_WHAT THE EXERCISE ASKS_
Your answer must restate the listing below word for word and contain no images.

_RECORDS SHOWN_
○ ○ ○ ○
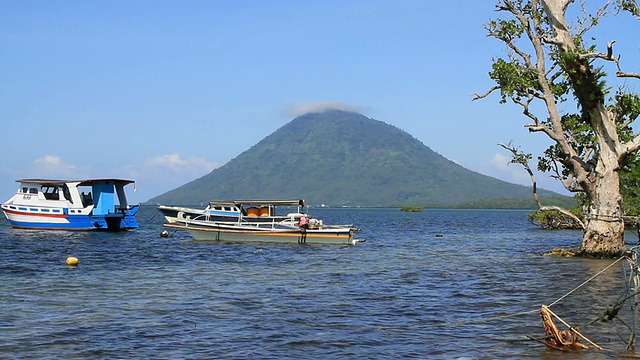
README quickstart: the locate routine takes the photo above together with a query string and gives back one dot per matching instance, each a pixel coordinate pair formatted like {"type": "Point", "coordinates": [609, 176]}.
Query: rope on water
{"type": "Point", "coordinates": [586, 282]}
{"type": "Point", "coordinates": [477, 321]}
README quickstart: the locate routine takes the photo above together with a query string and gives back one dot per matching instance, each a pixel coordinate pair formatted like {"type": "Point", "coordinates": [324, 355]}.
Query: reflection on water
{"type": "Point", "coordinates": [434, 284]}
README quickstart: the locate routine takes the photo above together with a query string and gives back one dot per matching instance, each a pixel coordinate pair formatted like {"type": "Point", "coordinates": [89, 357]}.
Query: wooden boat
{"type": "Point", "coordinates": [232, 211]}
{"type": "Point", "coordinates": [71, 205]}
{"type": "Point", "coordinates": [256, 221]}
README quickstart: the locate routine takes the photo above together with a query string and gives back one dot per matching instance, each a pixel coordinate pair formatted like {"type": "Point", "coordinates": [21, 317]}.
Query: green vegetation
{"type": "Point", "coordinates": [411, 208]}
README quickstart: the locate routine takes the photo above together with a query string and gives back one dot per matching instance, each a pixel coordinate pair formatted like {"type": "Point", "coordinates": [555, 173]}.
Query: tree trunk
{"type": "Point", "coordinates": [604, 234]}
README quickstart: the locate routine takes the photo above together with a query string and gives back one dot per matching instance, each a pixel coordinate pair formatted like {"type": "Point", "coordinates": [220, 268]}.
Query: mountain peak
{"type": "Point", "coordinates": [342, 157]}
○ ○ ○ ○
_EXERCISE SOLUTION_
README quickstart: the locate routine takes the photo above together with a query string and gives back one dot per matching instance, each a pixel coordinate pair formatted like {"type": "Point", "coordinates": [609, 176]}.
Query: rope on water
{"type": "Point", "coordinates": [586, 282]}
{"type": "Point", "coordinates": [477, 321]}
README quickstart: the locate routine takes the photo above together with a query string and gives back one dot per matching instance, each a pixel coordinate pair formatted like {"type": "Point", "coordinates": [324, 355]}.
Query: reflection on water
{"type": "Point", "coordinates": [434, 284]}
README quickstart: the locate routine takes the photo above together with a query string and gives back one dot per matching instance, each a pixel coordinate pair formatted like {"type": "Point", "coordinates": [89, 357]}.
Query: wooden boat
{"type": "Point", "coordinates": [232, 211]}
{"type": "Point", "coordinates": [71, 205]}
{"type": "Point", "coordinates": [256, 221]}
README quickstart: the locate routine takes the photo above together with a query string and gives back one dot per matching instance, each a pixel coordinate pair formatted like {"type": "Point", "coordinates": [21, 317]}.
Query: green vegetation
{"type": "Point", "coordinates": [411, 208]}
README quickstart: the locate routine takes the photo above together with a query string and gives back one dot per matching instance, each a pixel coordinate pair formatted like {"type": "Point", "coordinates": [555, 173]}.
Query: tree trunk
{"type": "Point", "coordinates": [604, 234]}
README quickstart: the locate routine takes the photo above together with a query string and gives back one dot per matching instance, each a pixel coordinate pair formatted like {"type": "Point", "coordinates": [220, 268]}.
Query: mountain peak
{"type": "Point", "coordinates": [342, 157]}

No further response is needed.